▶ Your instructions
Pick out each line in the items below that contains the word "shoulder" and copy those lines out in full.

• • • •

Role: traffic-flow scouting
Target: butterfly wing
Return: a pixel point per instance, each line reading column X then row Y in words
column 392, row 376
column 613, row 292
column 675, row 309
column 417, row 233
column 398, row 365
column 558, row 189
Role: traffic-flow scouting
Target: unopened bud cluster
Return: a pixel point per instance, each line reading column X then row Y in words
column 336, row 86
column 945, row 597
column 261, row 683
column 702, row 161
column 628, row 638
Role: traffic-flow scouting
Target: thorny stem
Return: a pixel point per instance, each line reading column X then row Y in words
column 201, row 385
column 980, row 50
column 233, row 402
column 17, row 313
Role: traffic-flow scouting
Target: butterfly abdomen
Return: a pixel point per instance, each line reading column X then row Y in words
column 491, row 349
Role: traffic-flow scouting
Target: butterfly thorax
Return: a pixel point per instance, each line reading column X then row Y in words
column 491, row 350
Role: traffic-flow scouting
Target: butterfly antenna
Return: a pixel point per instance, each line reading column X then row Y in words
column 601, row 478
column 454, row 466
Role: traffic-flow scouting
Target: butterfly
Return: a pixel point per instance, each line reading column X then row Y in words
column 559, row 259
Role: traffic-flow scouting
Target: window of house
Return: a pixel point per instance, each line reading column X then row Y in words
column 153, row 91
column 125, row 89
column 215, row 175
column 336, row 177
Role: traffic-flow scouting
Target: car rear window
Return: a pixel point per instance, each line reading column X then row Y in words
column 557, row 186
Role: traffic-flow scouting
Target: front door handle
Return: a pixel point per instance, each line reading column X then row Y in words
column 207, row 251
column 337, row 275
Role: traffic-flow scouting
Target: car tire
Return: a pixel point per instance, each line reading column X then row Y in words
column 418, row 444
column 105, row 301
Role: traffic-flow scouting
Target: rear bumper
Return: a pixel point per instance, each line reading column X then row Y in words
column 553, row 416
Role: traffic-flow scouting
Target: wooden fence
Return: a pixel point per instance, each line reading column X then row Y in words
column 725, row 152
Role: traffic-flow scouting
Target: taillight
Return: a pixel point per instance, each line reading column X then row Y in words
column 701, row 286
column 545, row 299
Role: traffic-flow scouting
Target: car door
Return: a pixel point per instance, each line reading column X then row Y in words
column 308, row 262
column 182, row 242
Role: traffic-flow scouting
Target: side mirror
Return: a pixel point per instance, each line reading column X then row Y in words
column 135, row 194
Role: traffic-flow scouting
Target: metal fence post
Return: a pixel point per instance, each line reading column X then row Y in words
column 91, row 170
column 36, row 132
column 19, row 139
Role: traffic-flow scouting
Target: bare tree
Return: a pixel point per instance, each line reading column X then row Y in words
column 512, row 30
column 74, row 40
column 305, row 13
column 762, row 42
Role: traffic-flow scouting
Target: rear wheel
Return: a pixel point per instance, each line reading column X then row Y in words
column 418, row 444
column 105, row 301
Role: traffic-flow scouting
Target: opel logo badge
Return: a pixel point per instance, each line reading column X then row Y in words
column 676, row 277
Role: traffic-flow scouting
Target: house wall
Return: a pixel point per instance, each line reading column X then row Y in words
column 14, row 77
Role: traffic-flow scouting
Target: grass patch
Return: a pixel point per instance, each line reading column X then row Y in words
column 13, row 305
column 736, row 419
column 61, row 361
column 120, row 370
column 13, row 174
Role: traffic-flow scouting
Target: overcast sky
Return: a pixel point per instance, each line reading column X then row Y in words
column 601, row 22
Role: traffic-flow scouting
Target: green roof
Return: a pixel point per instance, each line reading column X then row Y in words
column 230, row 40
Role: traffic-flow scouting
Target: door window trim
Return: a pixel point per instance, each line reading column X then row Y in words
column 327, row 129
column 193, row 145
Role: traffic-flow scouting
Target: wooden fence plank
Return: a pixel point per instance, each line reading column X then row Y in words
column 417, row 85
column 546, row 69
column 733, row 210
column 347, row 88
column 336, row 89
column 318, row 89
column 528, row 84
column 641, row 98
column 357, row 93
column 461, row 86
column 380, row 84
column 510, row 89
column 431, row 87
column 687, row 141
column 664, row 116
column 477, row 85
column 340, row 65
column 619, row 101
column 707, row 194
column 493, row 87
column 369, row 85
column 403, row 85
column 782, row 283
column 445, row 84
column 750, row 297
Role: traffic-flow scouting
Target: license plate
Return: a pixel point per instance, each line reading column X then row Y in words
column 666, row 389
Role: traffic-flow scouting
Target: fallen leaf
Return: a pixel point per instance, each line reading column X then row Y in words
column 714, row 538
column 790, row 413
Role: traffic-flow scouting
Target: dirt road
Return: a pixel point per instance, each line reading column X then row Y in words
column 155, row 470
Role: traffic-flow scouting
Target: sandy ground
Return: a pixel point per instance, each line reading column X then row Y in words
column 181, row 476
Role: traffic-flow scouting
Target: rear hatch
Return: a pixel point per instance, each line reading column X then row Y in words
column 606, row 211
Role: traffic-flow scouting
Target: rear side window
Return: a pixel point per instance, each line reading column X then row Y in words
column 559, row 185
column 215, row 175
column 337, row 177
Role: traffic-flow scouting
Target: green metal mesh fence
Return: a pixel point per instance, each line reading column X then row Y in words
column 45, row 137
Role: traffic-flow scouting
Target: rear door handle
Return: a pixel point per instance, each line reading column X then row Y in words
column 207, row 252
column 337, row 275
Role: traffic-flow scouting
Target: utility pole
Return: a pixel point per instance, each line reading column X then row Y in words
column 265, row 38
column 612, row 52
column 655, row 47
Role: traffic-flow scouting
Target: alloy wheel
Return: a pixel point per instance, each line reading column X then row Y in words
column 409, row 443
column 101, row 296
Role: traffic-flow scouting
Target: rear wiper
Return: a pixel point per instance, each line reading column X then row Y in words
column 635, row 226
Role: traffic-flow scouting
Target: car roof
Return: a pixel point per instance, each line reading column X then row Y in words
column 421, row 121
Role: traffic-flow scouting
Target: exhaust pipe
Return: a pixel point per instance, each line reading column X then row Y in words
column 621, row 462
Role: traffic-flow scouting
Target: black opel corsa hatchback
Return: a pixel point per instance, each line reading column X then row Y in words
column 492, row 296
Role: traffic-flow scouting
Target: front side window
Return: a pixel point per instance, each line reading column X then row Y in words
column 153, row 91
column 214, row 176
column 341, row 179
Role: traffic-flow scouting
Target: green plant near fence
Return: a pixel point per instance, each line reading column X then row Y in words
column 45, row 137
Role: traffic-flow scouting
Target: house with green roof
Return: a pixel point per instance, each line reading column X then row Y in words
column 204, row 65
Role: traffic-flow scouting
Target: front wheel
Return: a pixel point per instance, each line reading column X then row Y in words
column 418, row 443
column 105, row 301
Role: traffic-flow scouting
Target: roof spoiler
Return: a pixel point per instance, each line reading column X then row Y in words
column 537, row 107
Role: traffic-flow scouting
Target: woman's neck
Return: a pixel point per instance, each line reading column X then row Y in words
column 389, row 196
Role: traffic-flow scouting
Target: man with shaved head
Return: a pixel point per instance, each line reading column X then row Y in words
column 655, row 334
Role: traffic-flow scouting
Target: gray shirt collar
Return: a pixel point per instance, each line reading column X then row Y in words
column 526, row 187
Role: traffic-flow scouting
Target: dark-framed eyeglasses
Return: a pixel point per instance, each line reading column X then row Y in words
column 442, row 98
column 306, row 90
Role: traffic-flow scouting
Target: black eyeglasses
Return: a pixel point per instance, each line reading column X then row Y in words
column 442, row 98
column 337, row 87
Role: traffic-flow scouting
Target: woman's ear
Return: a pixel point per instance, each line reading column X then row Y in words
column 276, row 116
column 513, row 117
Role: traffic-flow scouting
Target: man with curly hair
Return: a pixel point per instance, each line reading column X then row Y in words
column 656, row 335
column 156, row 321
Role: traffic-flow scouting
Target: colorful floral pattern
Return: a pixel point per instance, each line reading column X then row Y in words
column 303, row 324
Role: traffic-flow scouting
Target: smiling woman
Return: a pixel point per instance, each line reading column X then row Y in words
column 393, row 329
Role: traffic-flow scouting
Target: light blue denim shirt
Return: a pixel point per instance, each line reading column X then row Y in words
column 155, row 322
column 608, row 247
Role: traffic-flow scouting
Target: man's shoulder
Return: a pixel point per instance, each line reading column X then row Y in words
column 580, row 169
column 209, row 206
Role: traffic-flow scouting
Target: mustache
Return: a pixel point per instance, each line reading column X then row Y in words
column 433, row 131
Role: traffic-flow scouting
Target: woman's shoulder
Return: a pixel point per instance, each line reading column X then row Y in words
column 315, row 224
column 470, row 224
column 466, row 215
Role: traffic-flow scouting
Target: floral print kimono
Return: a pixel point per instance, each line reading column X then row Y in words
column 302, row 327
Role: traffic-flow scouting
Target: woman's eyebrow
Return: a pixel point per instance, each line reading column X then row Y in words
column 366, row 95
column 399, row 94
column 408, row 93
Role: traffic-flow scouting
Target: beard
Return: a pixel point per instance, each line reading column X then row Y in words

• • • •

▶ Completed task
Target: man's shoulder
Target: woman's shoulder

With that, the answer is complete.